▶ _What you should do_
Could you repeat, word for word, the part of the monitoring troubleshooting notes below between "3. Check Loki’s" and "to be enabled.", inclusive?

ComponentDefault RetentionConfiguration
Prometheus15 days--storage.tsdb.retention.time=15d in compose file
Loki14 days (336h)retention_period in monitoring/loki-config.yml
GrafanaUnlimited (dashboards only)N/A
AlertmanagerSilences and notification log only--storage.path in compose file

To change retention, edit the relevant configuration and restart the container.

Symptom: The breeze-api target shows as DOWN in http://localhost:9090/targets.

  1. Verify the API is running and healthy: curl http://localhost:3001/health
  2. Check the scrape token is correct. Compare monitoring/secrets/metrics_scrape_token with the METRICS_SCRAPE_TOKEN environment variable on the API container.
  3. Verify network connectivity. Both Prometheus and the API must be on the same Docker network (breeze).
  4. Check Prometheus logs: docker compose -f docker-compose.yml -f docker-compose.monitoring.yml logs prometheus --tail 50

Symptom: Dashboard panels show “No data” instead of charts.

  1. Confirm Prometheus is running and scraping: visit http://localhost:9090/targets and verify all targets are UP.
  2. In Grafana, go to Configuration > Data Sources > Prometheus and click Test. It should say “Data source is working.”
  3. Check the time range selector in Grafana. If metrics collection just started, narrow the range to “Last 15 minutes.”
  4. If using a custom dashboard, verify the metric names match what Prometheus is collecting. Test a simple query like up in Grafana Explore.

Symptom: Log queries in Grafana take more than 10 seconds or time out.

  1. Narrow the time range. Loki performs best with shorter ranges (last 1 hour vs. last 7 days).
  2. Add label matchers. {container="breeze-api"} |= "error" is much faster than {job="varlogs"} |= "error" because the label narrows the search before the text filter runs.
  3. Check Loki’s compactor. If it has fallen behind, compaction can slow queries: docker compose -f docker-compose.yml -f docker-compose.monitoring.yml logs loki --tail 50
  4. Increase Loki resources if needed. In the compose file, add memory limits and CPU limits that match your server capacity.

Symptom: Alerts fire in Prometheus but no notifications arrive.

  1. Confirm Alertmanager is receiving alerts: visit http://localhost:9093/#/alerts and check for active alerts.
  2. If no alerts appear, verify Prometheus is configured to send to Alertmanager. Check alerting.alertmanagers in monitoring/prometheus.yml.
  3. If alerts appear but notifications are not sent, check the receiver configuration in monitoring/alertmanager.yml. Look for commented-out sections that need to be enabled.

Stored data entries
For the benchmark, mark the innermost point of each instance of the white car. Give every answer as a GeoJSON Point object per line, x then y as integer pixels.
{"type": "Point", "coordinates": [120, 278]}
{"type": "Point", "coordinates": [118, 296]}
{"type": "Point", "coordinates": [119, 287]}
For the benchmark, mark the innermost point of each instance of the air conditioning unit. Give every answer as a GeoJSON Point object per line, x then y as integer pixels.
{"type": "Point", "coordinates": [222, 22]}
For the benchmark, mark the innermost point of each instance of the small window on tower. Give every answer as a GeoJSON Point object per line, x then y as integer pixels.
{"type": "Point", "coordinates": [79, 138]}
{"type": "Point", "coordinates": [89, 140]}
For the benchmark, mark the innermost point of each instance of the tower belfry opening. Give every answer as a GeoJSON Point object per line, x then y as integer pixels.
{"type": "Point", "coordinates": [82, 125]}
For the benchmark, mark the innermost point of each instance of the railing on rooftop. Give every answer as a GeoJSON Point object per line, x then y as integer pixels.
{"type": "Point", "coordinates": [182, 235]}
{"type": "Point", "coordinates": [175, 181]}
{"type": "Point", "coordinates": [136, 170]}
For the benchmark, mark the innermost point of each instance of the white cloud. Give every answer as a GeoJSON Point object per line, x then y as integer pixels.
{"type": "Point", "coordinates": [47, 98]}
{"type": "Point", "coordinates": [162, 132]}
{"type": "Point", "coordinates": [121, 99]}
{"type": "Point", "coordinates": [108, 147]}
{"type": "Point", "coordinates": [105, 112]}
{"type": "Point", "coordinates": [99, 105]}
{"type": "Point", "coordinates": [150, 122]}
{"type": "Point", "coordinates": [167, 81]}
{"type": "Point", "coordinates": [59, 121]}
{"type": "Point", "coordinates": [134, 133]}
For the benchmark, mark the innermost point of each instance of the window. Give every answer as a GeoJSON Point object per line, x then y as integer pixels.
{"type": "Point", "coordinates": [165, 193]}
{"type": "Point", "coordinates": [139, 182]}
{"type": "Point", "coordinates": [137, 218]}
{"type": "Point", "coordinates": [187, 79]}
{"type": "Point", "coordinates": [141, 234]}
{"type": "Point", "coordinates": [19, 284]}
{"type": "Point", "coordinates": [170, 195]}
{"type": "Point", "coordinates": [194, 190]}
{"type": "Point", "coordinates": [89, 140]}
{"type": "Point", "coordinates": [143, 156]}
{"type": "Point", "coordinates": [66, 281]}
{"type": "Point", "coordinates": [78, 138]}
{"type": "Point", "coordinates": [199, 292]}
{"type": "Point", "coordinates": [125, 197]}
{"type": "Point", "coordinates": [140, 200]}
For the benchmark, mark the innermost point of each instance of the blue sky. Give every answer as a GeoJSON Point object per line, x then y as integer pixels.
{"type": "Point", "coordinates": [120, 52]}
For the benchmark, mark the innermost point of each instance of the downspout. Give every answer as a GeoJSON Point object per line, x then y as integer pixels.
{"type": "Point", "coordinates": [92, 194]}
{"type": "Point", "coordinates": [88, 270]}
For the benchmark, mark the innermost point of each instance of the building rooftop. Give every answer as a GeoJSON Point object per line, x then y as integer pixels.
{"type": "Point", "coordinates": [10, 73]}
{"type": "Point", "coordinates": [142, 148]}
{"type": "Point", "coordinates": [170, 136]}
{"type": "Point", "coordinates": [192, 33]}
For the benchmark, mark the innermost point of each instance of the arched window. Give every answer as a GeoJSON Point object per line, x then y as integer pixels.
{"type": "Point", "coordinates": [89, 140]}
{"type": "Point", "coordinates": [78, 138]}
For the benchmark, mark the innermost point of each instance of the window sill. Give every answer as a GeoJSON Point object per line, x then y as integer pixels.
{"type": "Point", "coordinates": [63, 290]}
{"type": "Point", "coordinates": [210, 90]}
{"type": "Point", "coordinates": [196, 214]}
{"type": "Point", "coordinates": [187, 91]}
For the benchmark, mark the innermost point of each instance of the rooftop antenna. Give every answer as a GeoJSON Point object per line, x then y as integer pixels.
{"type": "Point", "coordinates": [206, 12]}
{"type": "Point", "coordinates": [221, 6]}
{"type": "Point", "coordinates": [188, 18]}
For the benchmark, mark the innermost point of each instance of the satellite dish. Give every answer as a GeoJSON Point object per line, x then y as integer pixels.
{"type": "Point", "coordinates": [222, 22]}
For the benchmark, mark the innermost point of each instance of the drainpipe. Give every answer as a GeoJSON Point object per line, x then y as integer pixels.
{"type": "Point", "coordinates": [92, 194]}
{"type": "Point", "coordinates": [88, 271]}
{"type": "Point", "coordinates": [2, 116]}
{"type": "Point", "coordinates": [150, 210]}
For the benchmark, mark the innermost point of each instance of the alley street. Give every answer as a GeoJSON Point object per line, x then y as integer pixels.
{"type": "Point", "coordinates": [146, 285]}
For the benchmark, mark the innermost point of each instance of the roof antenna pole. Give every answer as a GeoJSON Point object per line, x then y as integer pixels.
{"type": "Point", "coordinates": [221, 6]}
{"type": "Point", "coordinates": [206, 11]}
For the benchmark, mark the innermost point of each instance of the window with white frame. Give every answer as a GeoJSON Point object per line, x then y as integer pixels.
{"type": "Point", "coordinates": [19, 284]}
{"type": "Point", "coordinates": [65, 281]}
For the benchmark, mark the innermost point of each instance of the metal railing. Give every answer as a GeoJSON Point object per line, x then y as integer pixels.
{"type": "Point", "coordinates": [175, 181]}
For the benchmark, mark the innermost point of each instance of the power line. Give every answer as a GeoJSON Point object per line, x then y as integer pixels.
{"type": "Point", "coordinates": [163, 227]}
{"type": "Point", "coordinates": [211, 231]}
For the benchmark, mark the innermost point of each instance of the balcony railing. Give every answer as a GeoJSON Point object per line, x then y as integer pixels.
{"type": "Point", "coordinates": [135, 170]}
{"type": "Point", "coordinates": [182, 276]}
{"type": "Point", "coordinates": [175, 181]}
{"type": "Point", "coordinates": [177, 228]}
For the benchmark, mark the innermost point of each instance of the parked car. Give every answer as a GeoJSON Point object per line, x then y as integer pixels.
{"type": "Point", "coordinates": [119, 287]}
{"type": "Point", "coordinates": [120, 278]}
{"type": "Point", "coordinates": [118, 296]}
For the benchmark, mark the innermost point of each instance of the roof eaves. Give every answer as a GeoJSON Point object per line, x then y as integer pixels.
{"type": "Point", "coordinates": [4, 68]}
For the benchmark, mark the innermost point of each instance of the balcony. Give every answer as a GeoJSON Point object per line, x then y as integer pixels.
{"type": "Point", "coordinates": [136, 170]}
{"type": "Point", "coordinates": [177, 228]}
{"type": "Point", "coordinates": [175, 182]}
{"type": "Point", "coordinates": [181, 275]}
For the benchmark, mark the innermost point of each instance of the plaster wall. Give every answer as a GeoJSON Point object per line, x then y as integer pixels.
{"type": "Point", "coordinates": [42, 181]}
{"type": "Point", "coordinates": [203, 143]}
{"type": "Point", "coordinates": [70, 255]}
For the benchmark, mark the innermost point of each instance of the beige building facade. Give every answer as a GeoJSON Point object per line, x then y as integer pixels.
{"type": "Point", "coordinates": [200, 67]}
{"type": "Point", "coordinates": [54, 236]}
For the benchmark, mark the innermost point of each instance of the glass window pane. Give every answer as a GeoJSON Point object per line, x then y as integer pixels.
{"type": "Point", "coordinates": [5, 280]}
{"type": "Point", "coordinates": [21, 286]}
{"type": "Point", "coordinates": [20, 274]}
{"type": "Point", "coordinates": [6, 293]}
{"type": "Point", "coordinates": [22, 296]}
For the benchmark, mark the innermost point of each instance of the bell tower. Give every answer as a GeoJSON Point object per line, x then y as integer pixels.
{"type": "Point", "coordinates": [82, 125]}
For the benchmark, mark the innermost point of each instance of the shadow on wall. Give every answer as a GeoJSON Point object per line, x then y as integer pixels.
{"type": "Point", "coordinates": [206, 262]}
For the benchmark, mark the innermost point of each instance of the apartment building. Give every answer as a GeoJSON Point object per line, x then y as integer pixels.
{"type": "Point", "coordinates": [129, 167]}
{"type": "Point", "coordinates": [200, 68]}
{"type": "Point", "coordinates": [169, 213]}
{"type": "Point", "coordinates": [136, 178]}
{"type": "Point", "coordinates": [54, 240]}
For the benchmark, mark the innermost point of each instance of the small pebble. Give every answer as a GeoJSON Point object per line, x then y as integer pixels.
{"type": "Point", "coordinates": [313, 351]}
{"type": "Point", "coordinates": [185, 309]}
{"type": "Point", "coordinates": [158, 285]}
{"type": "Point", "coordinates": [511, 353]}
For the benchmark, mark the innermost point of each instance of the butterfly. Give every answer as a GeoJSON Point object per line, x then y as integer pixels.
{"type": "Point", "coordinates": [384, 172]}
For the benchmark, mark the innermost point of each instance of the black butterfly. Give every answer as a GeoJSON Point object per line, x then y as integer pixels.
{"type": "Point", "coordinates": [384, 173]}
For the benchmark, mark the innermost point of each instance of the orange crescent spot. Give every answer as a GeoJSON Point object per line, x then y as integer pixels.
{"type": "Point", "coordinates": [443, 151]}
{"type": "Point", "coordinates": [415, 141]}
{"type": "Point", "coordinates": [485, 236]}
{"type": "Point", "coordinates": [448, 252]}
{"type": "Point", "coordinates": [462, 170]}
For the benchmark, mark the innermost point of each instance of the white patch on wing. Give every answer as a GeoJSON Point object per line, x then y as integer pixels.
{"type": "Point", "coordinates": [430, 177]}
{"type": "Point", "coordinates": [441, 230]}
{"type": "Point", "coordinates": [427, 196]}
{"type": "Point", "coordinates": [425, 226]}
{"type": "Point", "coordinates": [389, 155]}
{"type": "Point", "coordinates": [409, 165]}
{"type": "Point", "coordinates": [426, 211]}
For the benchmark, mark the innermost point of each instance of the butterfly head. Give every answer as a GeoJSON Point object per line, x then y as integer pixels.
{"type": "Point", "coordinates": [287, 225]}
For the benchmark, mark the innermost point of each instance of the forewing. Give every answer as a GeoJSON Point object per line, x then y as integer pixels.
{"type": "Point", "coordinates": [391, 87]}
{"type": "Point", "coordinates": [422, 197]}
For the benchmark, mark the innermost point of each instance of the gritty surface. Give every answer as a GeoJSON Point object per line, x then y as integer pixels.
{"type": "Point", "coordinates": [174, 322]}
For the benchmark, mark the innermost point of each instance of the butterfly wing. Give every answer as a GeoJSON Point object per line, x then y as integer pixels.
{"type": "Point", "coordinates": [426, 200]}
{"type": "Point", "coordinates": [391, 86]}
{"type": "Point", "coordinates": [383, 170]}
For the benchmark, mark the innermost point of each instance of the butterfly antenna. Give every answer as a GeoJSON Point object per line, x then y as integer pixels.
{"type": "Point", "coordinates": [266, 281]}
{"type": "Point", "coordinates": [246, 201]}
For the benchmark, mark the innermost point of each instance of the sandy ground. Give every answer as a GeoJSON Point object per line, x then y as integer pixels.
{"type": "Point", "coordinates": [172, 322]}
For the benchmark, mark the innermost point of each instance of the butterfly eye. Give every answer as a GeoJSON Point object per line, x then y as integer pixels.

▶ _Problem solution_
3. Check Loki’s compactor. If it has fallen behind, compaction can slow queries: docker compose -f docker-compose.yml -f docker-compose.monitoring.yml logs loki --tail 50
  4. Increase Loki resources if needed. In the compose file, add memory limits and CPU limits that match your server capacity.

Symptom: Alerts fire in Prometheus but no notifications arrive.

  1. Confirm Alertmanager is receiving alerts: visit http://localhost:9093/#/alerts and check for active alerts.
  2. If no alerts appear, verify Prometheus is configured to send to Alertmanager. Check alerting.alertmanagers in monitoring/prometheus.yml.
  3. If alerts appear but notifications are not sent, check the receiver configuration in monitoring/alertmanager.yml. Look for commented-out sections that need to be enabled.